• [What to do] Using the entries below, restate word for word only the lines from the one with "the grassy embankment." to the final line, leaving the pictures out.

(Source records)
★ ★ ★
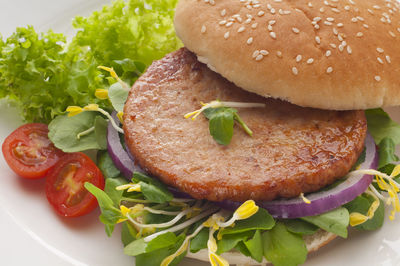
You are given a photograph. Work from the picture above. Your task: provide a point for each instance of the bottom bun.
(313, 243)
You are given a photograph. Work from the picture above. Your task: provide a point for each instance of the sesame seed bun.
(313, 243)
(325, 54)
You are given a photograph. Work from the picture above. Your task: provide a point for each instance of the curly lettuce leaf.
(44, 75)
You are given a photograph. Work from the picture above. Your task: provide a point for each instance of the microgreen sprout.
(115, 76)
(307, 201)
(357, 218)
(74, 110)
(221, 116)
(386, 184)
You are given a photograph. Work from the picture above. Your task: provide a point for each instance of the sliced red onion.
(118, 154)
(322, 201)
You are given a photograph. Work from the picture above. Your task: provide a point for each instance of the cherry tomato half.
(29, 152)
(65, 185)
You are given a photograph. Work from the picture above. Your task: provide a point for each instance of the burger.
(284, 86)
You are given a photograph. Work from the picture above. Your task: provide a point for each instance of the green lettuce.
(44, 75)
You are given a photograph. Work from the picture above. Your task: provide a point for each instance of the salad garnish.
(221, 116)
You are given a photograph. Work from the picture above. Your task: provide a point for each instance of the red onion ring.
(118, 154)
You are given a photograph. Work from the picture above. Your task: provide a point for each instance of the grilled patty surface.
(293, 149)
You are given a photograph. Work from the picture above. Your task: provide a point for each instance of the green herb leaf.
(335, 221)
(100, 132)
(283, 248)
(106, 165)
(221, 123)
(386, 133)
(63, 132)
(109, 214)
(118, 95)
(262, 220)
(300, 227)
(386, 152)
(199, 242)
(229, 241)
(155, 257)
(113, 194)
(361, 204)
(128, 233)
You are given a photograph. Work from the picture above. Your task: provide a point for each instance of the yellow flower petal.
(246, 210)
(120, 116)
(216, 260)
(396, 171)
(101, 94)
(74, 110)
(91, 107)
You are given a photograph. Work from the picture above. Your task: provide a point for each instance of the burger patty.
(293, 149)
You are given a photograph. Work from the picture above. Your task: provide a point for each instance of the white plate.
(32, 234)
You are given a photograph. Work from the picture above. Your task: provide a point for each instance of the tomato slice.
(29, 152)
(65, 185)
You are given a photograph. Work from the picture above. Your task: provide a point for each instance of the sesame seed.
(328, 53)
(295, 30)
(259, 57)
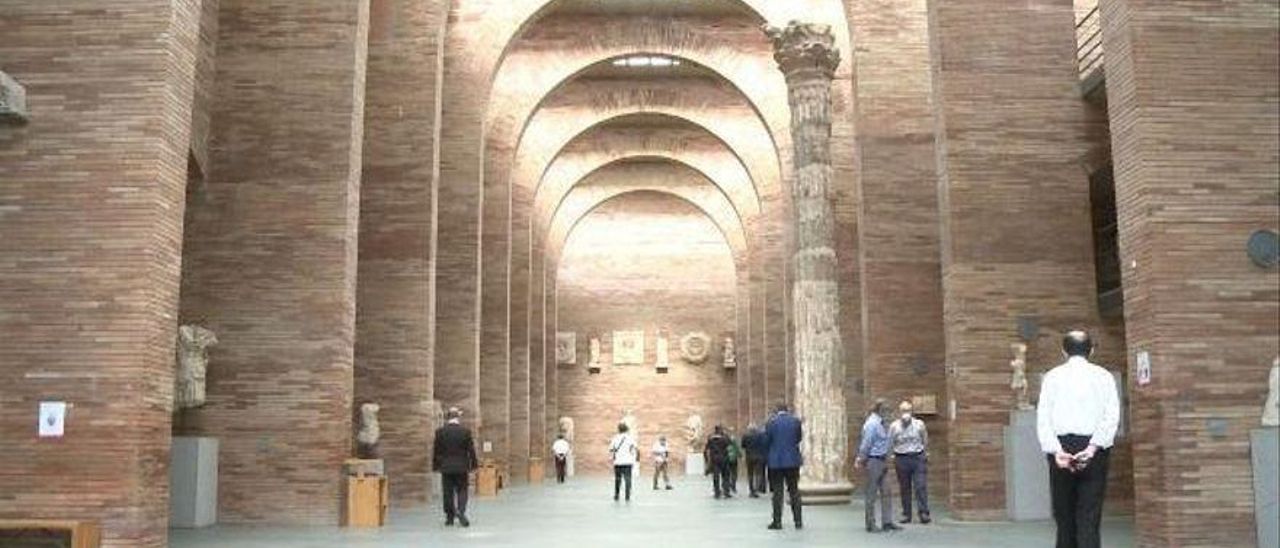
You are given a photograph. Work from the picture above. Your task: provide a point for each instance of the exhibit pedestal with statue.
(1027, 496)
(192, 482)
(1266, 484)
(695, 465)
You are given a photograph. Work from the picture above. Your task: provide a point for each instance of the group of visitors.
(1077, 421)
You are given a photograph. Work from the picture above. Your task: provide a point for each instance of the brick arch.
(627, 174)
(611, 140)
(612, 181)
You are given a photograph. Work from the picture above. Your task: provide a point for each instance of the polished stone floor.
(581, 514)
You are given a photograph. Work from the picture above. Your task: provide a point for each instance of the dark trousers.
(661, 469)
(621, 473)
(755, 475)
(913, 479)
(877, 489)
(1078, 496)
(791, 478)
(721, 479)
(456, 485)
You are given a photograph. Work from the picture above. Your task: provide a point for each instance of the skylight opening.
(647, 60)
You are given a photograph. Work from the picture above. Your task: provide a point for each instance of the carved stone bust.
(1019, 377)
(369, 433)
(193, 342)
(694, 433)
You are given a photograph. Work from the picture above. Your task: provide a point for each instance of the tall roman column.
(808, 58)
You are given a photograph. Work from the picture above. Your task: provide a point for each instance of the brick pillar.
(807, 55)
(520, 387)
(393, 334)
(1014, 206)
(90, 259)
(1192, 92)
(903, 341)
(272, 246)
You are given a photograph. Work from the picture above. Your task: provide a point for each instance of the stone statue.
(566, 429)
(694, 433)
(663, 359)
(730, 354)
(1019, 382)
(369, 433)
(1271, 411)
(595, 354)
(193, 342)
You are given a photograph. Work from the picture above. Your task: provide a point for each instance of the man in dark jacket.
(455, 457)
(717, 455)
(753, 447)
(782, 447)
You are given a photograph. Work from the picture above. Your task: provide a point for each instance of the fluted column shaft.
(807, 55)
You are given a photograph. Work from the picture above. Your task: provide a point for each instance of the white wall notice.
(53, 419)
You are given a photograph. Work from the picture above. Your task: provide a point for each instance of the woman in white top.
(625, 455)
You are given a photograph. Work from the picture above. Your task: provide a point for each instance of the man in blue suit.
(781, 441)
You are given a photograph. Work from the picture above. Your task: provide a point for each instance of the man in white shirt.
(661, 457)
(560, 450)
(1077, 420)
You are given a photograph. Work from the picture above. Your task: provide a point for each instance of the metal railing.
(1088, 45)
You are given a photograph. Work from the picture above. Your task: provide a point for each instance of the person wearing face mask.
(910, 441)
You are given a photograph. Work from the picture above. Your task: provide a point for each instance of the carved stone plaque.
(627, 347)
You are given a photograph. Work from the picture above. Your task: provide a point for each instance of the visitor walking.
(873, 452)
(455, 457)
(735, 453)
(625, 455)
(560, 452)
(1077, 420)
(752, 446)
(782, 447)
(717, 455)
(910, 442)
(661, 457)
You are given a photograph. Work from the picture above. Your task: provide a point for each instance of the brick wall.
(393, 334)
(90, 257)
(1014, 214)
(270, 259)
(644, 261)
(1192, 91)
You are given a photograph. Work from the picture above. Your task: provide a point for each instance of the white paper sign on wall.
(1143, 369)
(53, 419)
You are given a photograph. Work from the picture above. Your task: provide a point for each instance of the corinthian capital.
(803, 48)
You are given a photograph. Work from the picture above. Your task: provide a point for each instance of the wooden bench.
(50, 534)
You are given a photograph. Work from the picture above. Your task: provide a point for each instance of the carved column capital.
(804, 49)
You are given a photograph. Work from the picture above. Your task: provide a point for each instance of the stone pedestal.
(193, 483)
(695, 465)
(808, 59)
(1266, 485)
(1027, 496)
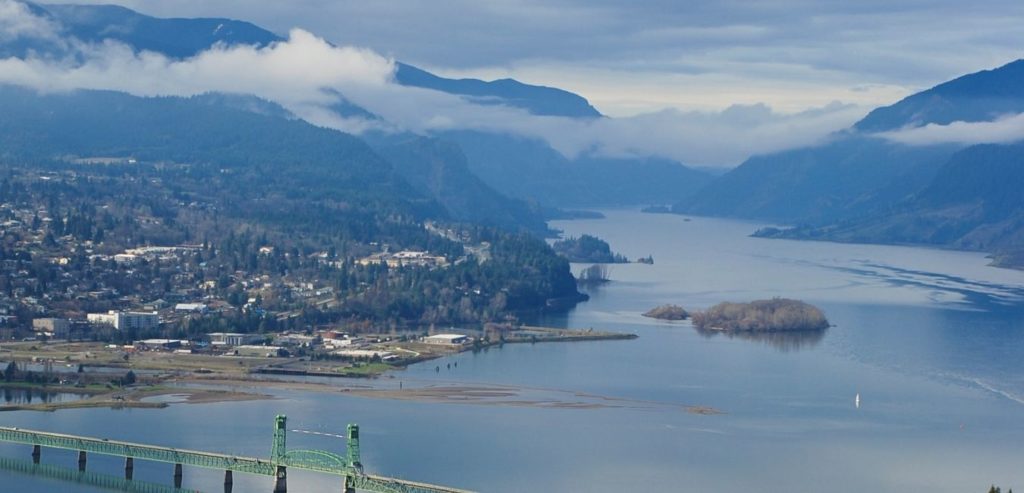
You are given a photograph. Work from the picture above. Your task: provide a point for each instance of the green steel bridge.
(282, 459)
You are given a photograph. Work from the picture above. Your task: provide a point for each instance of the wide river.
(932, 341)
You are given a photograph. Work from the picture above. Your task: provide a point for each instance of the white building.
(446, 339)
(126, 320)
(194, 307)
(232, 338)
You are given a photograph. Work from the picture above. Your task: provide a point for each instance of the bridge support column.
(281, 480)
(177, 476)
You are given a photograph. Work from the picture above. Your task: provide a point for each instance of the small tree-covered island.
(775, 315)
(587, 249)
(668, 312)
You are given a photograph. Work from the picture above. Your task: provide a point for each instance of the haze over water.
(930, 339)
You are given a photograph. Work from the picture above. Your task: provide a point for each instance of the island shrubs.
(587, 249)
(762, 316)
(668, 312)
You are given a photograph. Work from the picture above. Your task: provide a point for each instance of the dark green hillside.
(438, 169)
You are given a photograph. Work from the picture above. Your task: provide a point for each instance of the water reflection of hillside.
(784, 341)
(88, 478)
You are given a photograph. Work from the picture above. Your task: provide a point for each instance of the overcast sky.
(701, 82)
(638, 56)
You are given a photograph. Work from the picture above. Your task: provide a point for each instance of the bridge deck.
(215, 460)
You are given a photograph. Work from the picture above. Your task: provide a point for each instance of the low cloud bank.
(307, 76)
(1006, 129)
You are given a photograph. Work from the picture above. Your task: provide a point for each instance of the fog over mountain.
(66, 47)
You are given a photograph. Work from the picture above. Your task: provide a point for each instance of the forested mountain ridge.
(521, 167)
(261, 199)
(865, 186)
(973, 203)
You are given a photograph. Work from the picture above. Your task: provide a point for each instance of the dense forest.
(267, 208)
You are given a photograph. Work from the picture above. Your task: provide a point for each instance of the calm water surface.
(931, 340)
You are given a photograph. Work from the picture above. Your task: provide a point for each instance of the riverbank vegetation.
(762, 316)
(668, 312)
(587, 249)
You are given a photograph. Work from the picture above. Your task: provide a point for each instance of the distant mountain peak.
(973, 97)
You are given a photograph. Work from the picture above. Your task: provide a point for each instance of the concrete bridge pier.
(281, 480)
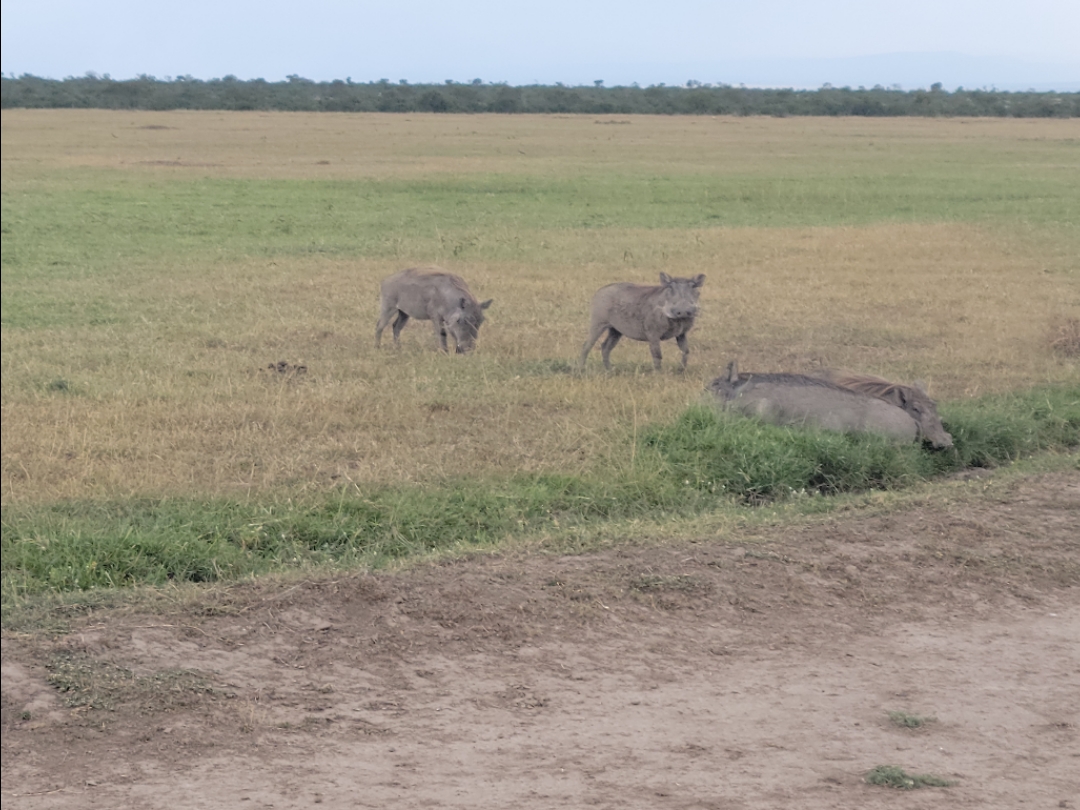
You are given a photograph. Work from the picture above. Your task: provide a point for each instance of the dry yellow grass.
(184, 402)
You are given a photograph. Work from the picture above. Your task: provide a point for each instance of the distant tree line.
(693, 98)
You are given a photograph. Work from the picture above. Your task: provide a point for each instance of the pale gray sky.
(1012, 44)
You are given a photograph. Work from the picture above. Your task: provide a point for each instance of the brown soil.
(699, 674)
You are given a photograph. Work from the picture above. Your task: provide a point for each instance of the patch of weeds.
(88, 683)
(655, 582)
(1065, 338)
(904, 719)
(892, 775)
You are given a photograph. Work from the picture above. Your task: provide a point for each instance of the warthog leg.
(684, 347)
(385, 321)
(609, 342)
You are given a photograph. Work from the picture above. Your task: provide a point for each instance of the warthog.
(915, 402)
(643, 312)
(801, 401)
(436, 296)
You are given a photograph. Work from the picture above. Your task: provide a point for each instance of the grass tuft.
(905, 719)
(891, 775)
(1065, 338)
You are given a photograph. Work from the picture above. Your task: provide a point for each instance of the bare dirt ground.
(700, 674)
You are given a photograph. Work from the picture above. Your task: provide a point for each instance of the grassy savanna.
(154, 265)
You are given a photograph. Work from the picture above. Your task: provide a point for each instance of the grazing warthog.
(915, 402)
(800, 401)
(436, 296)
(643, 312)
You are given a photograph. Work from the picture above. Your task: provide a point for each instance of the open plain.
(188, 316)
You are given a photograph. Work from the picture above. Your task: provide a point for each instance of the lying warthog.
(915, 402)
(436, 296)
(642, 312)
(796, 400)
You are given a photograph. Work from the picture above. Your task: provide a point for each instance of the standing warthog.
(915, 402)
(643, 312)
(800, 401)
(436, 296)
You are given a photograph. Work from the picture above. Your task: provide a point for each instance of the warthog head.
(679, 299)
(463, 323)
(923, 410)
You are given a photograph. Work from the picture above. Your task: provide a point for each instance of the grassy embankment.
(154, 265)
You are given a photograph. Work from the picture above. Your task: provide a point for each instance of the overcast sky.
(1011, 44)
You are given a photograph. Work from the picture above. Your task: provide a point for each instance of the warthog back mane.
(868, 383)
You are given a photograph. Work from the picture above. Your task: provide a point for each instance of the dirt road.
(754, 674)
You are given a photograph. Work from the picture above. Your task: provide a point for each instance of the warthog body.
(436, 296)
(643, 312)
(801, 401)
(914, 401)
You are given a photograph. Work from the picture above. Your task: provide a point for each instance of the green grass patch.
(703, 460)
(88, 683)
(906, 719)
(891, 775)
(719, 453)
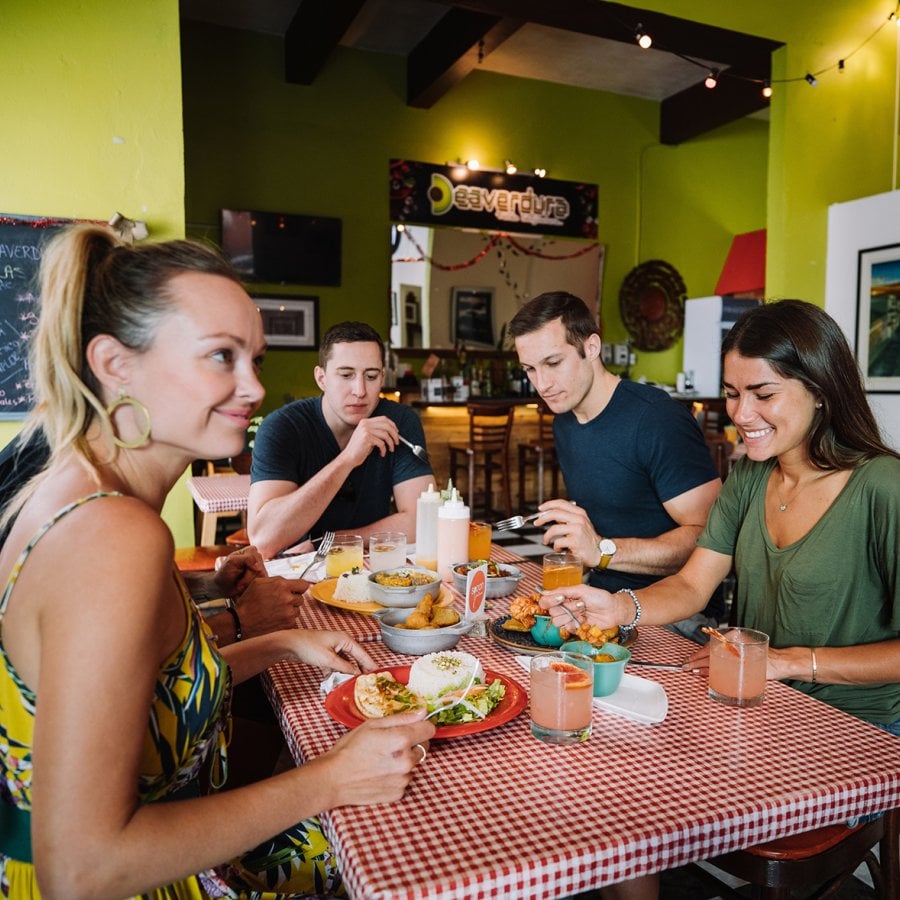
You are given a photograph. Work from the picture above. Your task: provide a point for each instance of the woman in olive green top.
(810, 519)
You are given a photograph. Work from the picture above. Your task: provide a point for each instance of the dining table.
(223, 494)
(497, 813)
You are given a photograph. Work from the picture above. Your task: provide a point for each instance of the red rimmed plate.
(339, 704)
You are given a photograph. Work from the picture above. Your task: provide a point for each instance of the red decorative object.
(652, 304)
(744, 271)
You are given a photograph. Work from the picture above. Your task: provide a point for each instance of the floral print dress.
(187, 731)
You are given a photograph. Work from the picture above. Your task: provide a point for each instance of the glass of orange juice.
(562, 693)
(479, 540)
(737, 667)
(346, 553)
(562, 570)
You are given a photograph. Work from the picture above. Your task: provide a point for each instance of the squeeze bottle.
(453, 534)
(427, 507)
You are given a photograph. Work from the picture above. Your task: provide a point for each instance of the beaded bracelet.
(637, 606)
★ ★ ★
• [Result for this exercise]
You are given a photograph. Work from the picture above. Your task: provide a point for each instance of the grassy embankment.
(154, 265)
You are given a photograph. Work from the picture above. Your task: provide a point for each instance of the overcast sky.
(1011, 44)
You are given a photograph. Work from the picture above. Your task: provide a point for each instance of the warthog back mane.
(868, 383)
You are given a photograph. Work from the picture above. Your task: provide a point for each instance of the dirt road.
(754, 674)
You are given a photograph. Work from the picture above. Your task: provide a point for each instance of the warthog body.
(436, 296)
(643, 312)
(801, 401)
(914, 401)
You are given a photograph. Work from the picture above. Your task: provide a point for each instance of the green grass patch.
(703, 460)
(88, 683)
(906, 719)
(891, 775)
(719, 453)
You are given a photograph. Work from the picture above. Your task: provide a point for each instance of the woman in olive green top.
(810, 519)
You are given a photograph. Work from the picture above. Your task: provide a point for each instance of the dining table.
(223, 494)
(497, 813)
You are given a photograph. Work from the picture above. Your task: provide a point for each instance of the red rimmed plate.
(339, 704)
You are given a photograph. Work from the picture above. Your task: provide a point for each instance of the red decorative object.
(652, 304)
(744, 271)
You are given a photograph. Work from the picture above. Your task: provide a point for each instance of the floral print dress.
(187, 731)
You are given a photograph. Work from the picture above. Your task: provide a point for each instance of the glass of orange juice.
(562, 693)
(479, 540)
(737, 667)
(346, 553)
(562, 570)
You are given a photograph. Work from the picture above. Your task: provide a point for each instance of the squeeze bottle.
(453, 534)
(427, 507)
You are given a photograph. Work from the picture above. Your task: provide a point for each instance of the beaded bracelet.
(637, 606)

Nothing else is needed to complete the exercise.